Items in a dataset:
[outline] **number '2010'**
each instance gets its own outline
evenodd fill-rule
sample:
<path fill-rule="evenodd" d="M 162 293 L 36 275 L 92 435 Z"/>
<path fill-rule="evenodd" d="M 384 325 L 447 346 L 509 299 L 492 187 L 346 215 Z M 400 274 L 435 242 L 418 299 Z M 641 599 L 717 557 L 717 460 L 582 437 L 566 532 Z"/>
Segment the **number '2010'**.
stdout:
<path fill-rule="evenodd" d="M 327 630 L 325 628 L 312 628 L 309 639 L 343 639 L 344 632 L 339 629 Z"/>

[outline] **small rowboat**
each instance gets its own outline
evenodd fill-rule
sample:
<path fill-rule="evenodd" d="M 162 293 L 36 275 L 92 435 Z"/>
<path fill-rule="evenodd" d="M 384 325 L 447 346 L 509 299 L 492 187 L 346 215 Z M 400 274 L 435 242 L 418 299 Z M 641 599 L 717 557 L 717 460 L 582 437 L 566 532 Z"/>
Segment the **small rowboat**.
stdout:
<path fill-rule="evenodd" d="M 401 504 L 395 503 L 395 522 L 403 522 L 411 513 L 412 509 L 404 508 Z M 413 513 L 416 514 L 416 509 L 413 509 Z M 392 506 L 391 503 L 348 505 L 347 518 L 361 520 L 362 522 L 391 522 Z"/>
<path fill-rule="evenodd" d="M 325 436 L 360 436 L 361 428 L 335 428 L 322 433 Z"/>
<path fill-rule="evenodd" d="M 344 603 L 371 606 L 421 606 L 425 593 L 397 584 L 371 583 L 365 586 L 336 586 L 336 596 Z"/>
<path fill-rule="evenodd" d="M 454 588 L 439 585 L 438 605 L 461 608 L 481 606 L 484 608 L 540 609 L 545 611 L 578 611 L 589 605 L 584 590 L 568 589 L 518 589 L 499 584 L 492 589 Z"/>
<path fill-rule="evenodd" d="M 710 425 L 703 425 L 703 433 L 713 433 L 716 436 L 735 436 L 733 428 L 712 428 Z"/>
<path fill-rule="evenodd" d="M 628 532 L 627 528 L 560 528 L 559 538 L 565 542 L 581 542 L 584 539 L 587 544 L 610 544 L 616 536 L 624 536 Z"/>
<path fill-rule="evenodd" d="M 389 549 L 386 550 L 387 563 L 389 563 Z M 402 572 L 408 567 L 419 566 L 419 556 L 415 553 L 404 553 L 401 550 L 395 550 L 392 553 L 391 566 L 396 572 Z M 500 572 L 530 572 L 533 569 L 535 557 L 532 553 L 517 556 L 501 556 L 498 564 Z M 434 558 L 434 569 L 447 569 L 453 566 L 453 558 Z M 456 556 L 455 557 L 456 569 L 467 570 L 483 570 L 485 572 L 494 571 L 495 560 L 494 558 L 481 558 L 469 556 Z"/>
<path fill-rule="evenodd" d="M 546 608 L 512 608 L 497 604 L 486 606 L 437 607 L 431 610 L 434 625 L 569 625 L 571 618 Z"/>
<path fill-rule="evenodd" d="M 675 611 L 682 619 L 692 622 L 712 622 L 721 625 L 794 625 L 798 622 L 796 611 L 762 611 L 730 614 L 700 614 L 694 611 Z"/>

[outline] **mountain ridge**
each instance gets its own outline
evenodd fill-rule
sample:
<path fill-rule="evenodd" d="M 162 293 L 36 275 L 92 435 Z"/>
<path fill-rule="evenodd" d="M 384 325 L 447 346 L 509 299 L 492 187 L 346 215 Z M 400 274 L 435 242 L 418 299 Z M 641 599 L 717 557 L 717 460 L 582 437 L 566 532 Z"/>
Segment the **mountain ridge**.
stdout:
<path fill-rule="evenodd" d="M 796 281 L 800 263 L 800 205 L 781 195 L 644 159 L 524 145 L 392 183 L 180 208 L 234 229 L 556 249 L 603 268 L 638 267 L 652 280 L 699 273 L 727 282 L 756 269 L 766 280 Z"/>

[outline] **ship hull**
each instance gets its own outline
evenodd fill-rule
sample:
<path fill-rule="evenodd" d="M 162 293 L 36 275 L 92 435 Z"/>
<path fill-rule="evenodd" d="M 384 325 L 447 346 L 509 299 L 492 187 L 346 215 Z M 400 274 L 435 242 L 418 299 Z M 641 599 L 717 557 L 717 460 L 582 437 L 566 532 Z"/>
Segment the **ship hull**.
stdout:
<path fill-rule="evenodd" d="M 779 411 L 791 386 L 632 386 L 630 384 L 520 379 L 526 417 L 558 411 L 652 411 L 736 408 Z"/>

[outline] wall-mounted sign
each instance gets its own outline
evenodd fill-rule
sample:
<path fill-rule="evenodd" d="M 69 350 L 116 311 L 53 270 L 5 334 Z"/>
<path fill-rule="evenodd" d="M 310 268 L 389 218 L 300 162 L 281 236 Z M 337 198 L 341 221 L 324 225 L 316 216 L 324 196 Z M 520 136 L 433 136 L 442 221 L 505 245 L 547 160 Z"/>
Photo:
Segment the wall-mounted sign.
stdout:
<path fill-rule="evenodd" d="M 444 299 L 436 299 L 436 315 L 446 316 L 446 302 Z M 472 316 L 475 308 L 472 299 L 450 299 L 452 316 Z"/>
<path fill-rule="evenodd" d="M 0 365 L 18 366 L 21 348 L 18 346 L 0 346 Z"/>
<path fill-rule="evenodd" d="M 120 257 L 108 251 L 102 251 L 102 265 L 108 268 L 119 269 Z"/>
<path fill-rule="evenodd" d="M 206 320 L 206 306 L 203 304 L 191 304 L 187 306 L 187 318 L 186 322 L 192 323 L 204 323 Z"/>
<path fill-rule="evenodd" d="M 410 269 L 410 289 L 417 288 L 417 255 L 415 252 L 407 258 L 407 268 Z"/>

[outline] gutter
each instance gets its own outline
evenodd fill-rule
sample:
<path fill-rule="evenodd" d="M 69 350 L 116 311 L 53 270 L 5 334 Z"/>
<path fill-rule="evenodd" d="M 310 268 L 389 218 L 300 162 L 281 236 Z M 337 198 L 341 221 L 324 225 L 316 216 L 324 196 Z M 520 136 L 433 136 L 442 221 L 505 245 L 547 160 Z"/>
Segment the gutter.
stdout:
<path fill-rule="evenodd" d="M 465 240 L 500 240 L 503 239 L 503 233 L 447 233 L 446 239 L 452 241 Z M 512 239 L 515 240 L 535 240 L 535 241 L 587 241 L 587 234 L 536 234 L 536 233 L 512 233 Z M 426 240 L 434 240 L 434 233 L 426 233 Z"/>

### Written request
Output every line of the items above as a JSON list of strings, one string per line, leaving out blank lines.

### Result
[
  "[outline] **number '2010'**",
  "each instance gets its own outline",
  "evenodd fill-rule",
  "sample:",
  "<path fill-rule=\"evenodd\" d=\"M 162 293 L 36 275 L 92 435 Z\"/>",
  "<path fill-rule=\"evenodd\" d=\"M 384 325 L 447 346 L 509 299 L 492 187 L 346 215 Z M 400 274 L 435 242 L 418 299 Z M 641 599 L 717 557 L 717 460 L 582 437 L 566 532 Z\"/>",
  "Segment the **number '2010'**.",
  "stdout:",
  "<path fill-rule=\"evenodd\" d=\"M 327 630 L 325 628 L 312 628 L 309 639 L 343 639 L 344 632 L 339 629 Z\"/>",
  "[outline] **small rowboat**",
  "each instance gets its own outline",
  "evenodd fill-rule",
  "sample:",
  "<path fill-rule=\"evenodd\" d=\"M 162 293 L 36 275 L 92 435 Z\"/>",
  "<path fill-rule=\"evenodd\" d=\"M 384 325 L 447 346 L 509 299 L 492 187 L 346 215 Z M 400 274 L 435 242 L 418 299 Z M 641 599 L 717 557 L 717 460 L 582 437 L 566 532 Z\"/>",
  "Segment the **small rowboat**.",
  "stdout:",
  "<path fill-rule=\"evenodd\" d=\"M 401 504 L 395 503 L 395 522 L 403 522 L 411 513 L 412 509 L 404 508 Z M 413 513 L 416 514 L 416 509 L 413 509 Z M 392 506 L 391 503 L 348 505 L 347 518 L 361 520 L 362 522 L 391 522 Z\"/>",
  "<path fill-rule=\"evenodd\" d=\"M 325 436 L 360 436 L 361 428 L 335 428 L 322 433 Z\"/>",
  "<path fill-rule=\"evenodd\" d=\"M 344 603 L 371 606 L 421 606 L 425 593 L 397 584 L 371 583 L 365 586 L 336 586 L 336 596 Z\"/>",
  "<path fill-rule=\"evenodd\" d=\"M 454 588 L 439 585 L 438 605 L 461 608 L 481 606 L 484 608 L 540 609 L 545 611 L 578 611 L 589 605 L 584 590 L 568 589 L 518 589 L 499 584 L 492 589 Z\"/>",
  "<path fill-rule=\"evenodd\" d=\"M 710 425 L 703 425 L 703 433 L 713 433 L 716 436 L 735 436 L 733 428 L 712 428 Z\"/>",
  "<path fill-rule=\"evenodd\" d=\"M 628 532 L 627 528 L 560 528 L 559 538 L 565 542 L 581 542 L 584 539 L 587 544 L 610 544 L 616 536 L 624 536 Z\"/>",
  "<path fill-rule=\"evenodd\" d=\"M 389 549 L 386 550 L 387 563 L 389 563 Z M 402 572 L 408 567 L 419 566 L 419 556 L 415 553 L 404 553 L 401 550 L 395 550 L 392 553 L 391 566 L 396 572 Z M 500 572 L 530 572 L 533 569 L 535 557 L 532 553 L 517 556 L 501 556 L 498 564 Z M 434 558 L 434 569 L 447 569 L 453 566 L 453 558 Z M 456 556 L 455 557 L 456 569 L 467 570 L 483 570 L 485 572 L 494 571 L 495 560 L 494 558 L 481 558 L 469 556 Z\"/>",
  "<path fill-rule=\"evenodd\" d=\"M 546 608 L 512 608 L 497 604 L 486 606 L 437 607 L 431 610 L 434 625 L 569 625 L 571 618 Z\"/>",
  "<path fill-rule=\"evenodd\" d=\"M 675 611 L 682 619 L 692 622 L 712 622 L 721 625 L 794 625 L 798 622 L 796 611 L 762 611 L 730 614 L 700 614 L 694 611 Z\"/>",
  "[outline] **mountain ridge**",
  "each instance gets its own outline",
  "evenodd fill-rule",
  "sample:",
  "<path fill-rule=\"evenodd\" d=\"M 162 293 L 36 275 L 92 435 Z\"/>",
  "<path fill-rule=\"evenodd\" d=\"M 384 325 L 447 346 L 509 299 L 492 187 L 346 215 Z M 400 274 L 435 242 L 418 299 Z M 641 599 L 717 557 L 717 460 L 582 437 L 566 532 Z\"/>",
  "Segment the **mountain ridge**.",
  "stdout:",
  "<path fill-rule=\"evenodd\" d=\"M 796 281 L 800 263 L 800 205 L 781 195 L 644 159 L 524 145 L 392 183 L 180 208 L 234 229 L 556 249 L 603 268 L 638 267 L 652 280 L 699 273 L 727 282 L 756 269 L 766 280 Z\"/>",
  "[outline] **ship hull**",
  "each instance gets its own outline",
  "evenodd fill-rule",
  "sample:",
  "<path fill-rule=\"evenodd\" d=\"M 162 293 L 36 275 L 92 435 Z\"/>",
  "<path fill-rule=\"evenodd\" d=\"M 384 325 L 447 346 L 509 299 L 492 187 L 346 215 Z M 400 274 L 435 242 L 418 299 Z M 641 599 L 717 557 L 717 460 L 582 437 L 566 532 Z\"/>",
  "Segment the **ship hull**.",
  "stdout:",
  "<path fill-rule=\"evenodd\" d=\"M 779 411 L 791 386 L 632 386 L 630 384 L 520 379 L 526 417 L 558 411 L 652 411 L 736 408 Z\"/>",
  "[outline] wall-mounted sign",
  "each instance gets its own outline",
  "evenodd fill-rule",
  "sample:",
  "<path fill-rule=\"evenodd\" d=\"M 69 350 L 116 311 L 53 270 L 5 334 Z\"/>",
  "<path fill-rule=\"evenodd\" d=\"M 310 268 L 389 218 L 300 162 L 281 236 Z M 337 198 L 341 221 L 324 225 L 316 216 L 324 196 Z M 520 136 L 433 136 L 442 221 L 505 245 L 547 160 Z\"/>",
  "Photo:",
  "Segment the wall-mounted sign.",
  "stdout:",
  "<path fill-rule=\"evenodd\" d=\"M 444 299 L 436 299 L 436 315 L 446 316 L 446 302 Z M 472 316 L 475 308 L 472 299 L 450 299 L 452 316 Z\"/>",
  "<path fill-rule=\"evenodd\" d=\"M 0 365 L 18 366 L 21 348 L 18 346 L 0 346 Z\"/>",
  "<path fill-rule=\"evenodd\" d=\"M 120 257 L 108 251 L 102 251 L 102 265 L 108 268 L 119 269 Z\"/>",
  "<path fill-rule=\"evenodd\" d=\"M 206 320 L 206 306 L 203 304 L 191 304 L 187 306 L 187 318 L 186 322 L 192 323 L 204 323 Z\"/>",
  "<path fill-rule=\"evenodd\" d=\"M 410 269 L 410 289 L 417 288 L 417 255 L 415 252 L 407 258 L 407 268 Z\"/>",
  "[outline] gutter",
  "each instance gets its own outline",
  "evenodd fill-rule",
  "sample:",
  "<path fill-rule=\"evenodd\" d=\"M 69 350 L 116 311 L 53 270 L 5 334 Z\"/>",
  "<path fill-rule=\"evenodd\" d=\"M 310 268 L 389 218 L 300 162 L 281 236 Z M 337 198 L 341 221 L 324 225 L 316 216 L 324 196 Z M 520 136 L 433 136 L 442 221 L 505 245 L 547 160 Z\"/>",
  "Segment the gutter.",
  "stdout:",
  "<path fill-rule=\"evenodd\" d=\"M 465 240 L 500 240 L 503 239 L 503 233 L 447 233 L 446 239 L 452 241 Z M 512 239 L 515 240 L 535 240 L 535 241 L 587 241 L 587 234 L 536 234 L 536 233 L 512 233 Z M 426 240 L 434 240 L 434 233 L 426 233 Z\"/>"
]